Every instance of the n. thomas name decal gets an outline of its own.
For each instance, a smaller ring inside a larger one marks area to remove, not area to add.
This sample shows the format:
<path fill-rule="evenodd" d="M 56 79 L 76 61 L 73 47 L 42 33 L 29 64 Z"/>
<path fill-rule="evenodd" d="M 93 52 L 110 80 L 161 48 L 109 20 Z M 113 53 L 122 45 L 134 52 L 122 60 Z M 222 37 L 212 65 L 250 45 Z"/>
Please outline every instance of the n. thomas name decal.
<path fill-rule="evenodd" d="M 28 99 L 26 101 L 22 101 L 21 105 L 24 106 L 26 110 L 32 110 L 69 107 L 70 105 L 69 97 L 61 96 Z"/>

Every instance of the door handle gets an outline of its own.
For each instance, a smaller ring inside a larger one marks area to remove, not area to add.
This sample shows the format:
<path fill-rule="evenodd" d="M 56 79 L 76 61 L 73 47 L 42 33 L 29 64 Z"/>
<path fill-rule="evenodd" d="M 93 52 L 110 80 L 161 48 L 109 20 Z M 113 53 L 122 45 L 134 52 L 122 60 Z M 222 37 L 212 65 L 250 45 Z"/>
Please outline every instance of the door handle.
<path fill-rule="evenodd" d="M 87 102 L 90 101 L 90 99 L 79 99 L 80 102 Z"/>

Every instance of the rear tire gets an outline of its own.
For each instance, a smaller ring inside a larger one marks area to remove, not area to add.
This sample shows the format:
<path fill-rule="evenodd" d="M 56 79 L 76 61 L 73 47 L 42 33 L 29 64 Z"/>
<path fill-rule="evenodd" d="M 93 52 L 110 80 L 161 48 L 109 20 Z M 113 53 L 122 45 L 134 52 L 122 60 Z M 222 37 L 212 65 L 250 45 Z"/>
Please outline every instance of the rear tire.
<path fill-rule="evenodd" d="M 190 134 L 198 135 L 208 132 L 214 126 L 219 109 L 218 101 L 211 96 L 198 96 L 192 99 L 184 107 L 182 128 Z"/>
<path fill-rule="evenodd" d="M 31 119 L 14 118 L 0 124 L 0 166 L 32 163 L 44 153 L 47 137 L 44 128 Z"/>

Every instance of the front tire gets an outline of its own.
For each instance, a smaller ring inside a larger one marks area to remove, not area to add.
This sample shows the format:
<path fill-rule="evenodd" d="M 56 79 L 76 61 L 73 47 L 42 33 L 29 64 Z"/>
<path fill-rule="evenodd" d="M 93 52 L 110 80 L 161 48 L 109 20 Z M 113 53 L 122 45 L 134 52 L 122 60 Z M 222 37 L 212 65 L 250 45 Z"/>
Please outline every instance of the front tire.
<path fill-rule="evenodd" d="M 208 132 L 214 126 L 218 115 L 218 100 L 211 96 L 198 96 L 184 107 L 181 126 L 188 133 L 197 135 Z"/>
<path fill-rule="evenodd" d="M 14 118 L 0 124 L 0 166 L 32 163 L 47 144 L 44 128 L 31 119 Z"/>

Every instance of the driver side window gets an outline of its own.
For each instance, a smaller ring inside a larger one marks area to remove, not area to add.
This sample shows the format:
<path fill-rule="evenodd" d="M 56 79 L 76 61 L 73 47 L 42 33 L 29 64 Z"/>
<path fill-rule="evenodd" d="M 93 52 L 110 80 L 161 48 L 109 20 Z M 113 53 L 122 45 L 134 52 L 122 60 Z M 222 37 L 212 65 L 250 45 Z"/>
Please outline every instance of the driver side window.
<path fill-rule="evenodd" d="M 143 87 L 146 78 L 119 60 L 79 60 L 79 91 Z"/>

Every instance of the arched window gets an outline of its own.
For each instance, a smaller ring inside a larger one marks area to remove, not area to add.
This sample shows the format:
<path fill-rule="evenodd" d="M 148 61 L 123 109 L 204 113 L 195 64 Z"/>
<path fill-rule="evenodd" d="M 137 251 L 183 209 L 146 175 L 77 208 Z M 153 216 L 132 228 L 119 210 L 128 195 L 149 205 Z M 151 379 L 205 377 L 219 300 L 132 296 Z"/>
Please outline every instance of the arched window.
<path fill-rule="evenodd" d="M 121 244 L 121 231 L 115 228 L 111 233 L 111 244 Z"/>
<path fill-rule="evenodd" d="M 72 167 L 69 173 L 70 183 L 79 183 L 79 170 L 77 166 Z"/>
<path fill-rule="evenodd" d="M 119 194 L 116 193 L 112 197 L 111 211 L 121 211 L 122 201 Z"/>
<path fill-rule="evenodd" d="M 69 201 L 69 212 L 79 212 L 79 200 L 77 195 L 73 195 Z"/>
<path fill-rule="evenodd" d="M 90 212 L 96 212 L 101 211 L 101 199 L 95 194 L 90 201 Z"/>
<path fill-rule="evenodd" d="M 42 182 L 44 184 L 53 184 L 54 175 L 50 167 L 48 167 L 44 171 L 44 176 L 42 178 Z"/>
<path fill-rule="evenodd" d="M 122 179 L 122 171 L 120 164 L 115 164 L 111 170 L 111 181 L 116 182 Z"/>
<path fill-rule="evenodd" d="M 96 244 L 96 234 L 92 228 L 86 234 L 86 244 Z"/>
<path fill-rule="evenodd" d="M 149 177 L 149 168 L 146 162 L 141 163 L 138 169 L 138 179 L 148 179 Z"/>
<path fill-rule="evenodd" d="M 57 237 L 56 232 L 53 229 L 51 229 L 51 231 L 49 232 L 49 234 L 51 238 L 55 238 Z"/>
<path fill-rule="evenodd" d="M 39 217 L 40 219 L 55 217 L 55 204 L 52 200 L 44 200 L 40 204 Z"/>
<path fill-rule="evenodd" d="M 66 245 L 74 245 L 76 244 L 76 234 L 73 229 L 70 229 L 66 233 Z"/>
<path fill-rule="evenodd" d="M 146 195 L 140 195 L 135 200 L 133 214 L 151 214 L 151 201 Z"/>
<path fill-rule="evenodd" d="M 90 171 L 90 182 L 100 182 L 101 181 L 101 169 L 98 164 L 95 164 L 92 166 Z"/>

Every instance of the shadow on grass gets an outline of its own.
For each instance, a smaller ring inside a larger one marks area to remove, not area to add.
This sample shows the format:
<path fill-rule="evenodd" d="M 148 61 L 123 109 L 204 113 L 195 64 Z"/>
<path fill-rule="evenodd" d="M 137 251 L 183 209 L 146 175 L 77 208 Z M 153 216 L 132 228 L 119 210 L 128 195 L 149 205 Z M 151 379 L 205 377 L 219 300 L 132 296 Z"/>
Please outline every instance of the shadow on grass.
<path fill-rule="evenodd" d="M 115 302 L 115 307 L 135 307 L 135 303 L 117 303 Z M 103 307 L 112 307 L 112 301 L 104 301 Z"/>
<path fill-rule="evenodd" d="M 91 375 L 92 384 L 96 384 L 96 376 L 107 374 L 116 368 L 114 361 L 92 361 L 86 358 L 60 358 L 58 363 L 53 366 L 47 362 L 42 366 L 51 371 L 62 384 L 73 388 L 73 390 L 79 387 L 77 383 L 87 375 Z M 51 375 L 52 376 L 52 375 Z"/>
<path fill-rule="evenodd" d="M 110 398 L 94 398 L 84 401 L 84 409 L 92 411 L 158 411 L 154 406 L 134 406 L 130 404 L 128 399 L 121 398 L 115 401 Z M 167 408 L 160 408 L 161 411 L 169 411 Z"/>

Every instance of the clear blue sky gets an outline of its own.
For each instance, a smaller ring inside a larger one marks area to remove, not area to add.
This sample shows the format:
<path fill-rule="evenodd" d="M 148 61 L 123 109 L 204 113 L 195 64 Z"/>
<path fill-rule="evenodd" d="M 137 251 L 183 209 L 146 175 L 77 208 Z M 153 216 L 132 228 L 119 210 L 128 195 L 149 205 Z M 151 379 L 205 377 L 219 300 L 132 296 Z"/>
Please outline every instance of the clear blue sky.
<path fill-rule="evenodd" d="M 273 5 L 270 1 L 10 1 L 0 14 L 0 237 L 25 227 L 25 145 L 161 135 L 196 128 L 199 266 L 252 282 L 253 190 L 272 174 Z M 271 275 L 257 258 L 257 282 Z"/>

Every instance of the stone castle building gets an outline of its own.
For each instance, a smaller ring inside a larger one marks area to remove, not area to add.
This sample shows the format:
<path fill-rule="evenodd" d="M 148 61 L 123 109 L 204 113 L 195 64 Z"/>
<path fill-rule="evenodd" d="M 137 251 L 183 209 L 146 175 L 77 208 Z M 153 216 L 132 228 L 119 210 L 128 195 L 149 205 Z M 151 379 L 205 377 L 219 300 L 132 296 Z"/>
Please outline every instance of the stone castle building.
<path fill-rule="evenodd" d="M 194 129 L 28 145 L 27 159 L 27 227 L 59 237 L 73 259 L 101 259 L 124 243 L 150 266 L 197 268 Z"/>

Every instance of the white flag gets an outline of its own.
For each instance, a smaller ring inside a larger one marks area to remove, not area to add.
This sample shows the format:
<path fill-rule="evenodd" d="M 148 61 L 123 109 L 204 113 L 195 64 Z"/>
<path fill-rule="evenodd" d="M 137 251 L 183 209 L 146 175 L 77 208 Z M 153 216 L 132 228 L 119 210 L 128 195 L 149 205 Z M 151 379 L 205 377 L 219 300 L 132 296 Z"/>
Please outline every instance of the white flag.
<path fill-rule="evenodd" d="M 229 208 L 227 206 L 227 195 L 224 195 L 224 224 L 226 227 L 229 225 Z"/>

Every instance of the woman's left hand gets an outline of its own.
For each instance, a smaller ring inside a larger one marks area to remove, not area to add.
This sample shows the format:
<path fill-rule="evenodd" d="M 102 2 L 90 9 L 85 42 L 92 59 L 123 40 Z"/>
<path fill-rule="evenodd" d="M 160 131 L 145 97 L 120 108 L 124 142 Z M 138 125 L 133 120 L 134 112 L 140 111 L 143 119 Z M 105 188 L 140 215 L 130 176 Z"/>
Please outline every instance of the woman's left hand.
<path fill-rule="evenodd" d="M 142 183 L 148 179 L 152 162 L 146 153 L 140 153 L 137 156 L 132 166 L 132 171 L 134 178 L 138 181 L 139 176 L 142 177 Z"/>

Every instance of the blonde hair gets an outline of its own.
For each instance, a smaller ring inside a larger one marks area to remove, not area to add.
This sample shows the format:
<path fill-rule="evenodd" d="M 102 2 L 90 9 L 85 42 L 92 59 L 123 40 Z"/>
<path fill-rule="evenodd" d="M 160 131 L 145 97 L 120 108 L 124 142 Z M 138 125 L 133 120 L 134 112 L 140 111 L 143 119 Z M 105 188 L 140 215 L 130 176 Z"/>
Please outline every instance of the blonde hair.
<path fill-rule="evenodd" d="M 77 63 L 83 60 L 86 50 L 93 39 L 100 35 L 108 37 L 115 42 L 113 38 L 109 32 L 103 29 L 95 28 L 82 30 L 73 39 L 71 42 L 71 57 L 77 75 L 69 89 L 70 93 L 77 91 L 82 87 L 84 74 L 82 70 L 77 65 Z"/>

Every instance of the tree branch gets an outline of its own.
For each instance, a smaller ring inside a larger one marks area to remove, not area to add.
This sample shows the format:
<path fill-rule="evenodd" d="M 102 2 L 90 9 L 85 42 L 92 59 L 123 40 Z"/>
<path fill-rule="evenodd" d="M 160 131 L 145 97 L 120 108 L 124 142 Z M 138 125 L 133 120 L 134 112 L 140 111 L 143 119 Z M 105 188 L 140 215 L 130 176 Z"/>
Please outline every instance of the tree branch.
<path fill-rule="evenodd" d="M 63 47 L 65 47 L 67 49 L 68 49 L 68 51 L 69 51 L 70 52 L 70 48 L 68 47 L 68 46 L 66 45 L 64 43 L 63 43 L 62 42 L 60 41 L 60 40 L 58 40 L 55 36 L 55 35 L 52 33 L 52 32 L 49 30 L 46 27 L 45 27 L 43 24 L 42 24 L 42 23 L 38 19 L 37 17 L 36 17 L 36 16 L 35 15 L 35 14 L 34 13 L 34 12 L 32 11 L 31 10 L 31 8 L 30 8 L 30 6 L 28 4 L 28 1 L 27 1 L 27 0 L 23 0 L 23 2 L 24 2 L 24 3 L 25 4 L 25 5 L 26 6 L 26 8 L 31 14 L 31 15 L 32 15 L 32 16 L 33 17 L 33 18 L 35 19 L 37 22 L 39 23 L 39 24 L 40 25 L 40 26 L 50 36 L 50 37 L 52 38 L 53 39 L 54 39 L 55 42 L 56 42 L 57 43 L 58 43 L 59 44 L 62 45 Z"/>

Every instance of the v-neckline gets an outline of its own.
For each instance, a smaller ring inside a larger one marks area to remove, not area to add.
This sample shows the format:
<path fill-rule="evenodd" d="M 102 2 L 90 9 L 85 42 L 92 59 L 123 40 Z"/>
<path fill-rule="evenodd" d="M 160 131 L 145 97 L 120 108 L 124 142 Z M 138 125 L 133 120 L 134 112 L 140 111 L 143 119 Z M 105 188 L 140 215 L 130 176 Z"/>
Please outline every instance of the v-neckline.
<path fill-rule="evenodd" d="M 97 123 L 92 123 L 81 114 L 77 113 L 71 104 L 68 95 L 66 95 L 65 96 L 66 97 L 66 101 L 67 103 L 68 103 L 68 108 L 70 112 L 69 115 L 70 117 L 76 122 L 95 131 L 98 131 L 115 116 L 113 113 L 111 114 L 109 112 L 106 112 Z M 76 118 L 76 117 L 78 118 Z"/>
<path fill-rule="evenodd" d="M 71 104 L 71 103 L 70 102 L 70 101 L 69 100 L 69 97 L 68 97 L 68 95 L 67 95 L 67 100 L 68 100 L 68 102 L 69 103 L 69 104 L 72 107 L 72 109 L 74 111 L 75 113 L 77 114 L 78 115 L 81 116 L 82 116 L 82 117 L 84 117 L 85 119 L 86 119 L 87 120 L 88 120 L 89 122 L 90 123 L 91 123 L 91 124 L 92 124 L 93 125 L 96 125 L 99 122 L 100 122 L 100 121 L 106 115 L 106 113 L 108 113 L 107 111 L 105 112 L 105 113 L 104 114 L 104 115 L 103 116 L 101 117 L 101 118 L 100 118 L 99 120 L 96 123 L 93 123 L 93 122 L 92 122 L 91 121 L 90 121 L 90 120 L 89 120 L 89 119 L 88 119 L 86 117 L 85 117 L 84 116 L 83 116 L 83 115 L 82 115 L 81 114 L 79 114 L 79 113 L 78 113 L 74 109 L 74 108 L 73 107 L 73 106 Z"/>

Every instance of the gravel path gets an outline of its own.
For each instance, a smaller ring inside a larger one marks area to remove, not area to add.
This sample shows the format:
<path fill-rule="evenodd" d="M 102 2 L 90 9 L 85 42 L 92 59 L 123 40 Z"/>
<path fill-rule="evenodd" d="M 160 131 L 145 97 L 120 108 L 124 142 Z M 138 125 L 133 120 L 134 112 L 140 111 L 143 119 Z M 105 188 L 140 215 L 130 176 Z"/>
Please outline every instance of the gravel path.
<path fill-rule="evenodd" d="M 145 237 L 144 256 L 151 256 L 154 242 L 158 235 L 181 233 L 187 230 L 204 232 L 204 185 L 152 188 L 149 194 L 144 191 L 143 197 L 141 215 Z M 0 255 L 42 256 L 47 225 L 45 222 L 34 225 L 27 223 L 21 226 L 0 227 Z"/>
- - - - - - -
## [GIVEN REQUEST]
Can you put the lines from "Every instance of the driver side window gets" through "143 87 L 146" into a JSON list of strings, one string per line, leaving out any blank lines?

## [TASK ANSWER]
[
  "Every instance of the driver side window gets an outline of its own.",
  "For each instance, a smaller ring inside a larger one marks area to remove, not area to add.",
  "This sample shows the format:",
  "<path fill-rule=\"evenodd\" d=\"M 56 79 L 76 61 L 73 47 L 42 33 L 29 64 Z\"/>",
  "<path fill-rule=\"evenodd\" d=\"M 93 52 L 110 80 L 161 48 L 109 20 Z M 113 53 L 122 45 L 134 52 L 122 60 Z M 222 37 L 212 65 L 250 45 Z\"/>",
  "Please outline every instance of the driver side window.",
  "<path fill-rule=\"evenodd\" d=\"M 143 87 L 146 78 L 119 60 L 79 60 L 79 91 Z\"/>"
]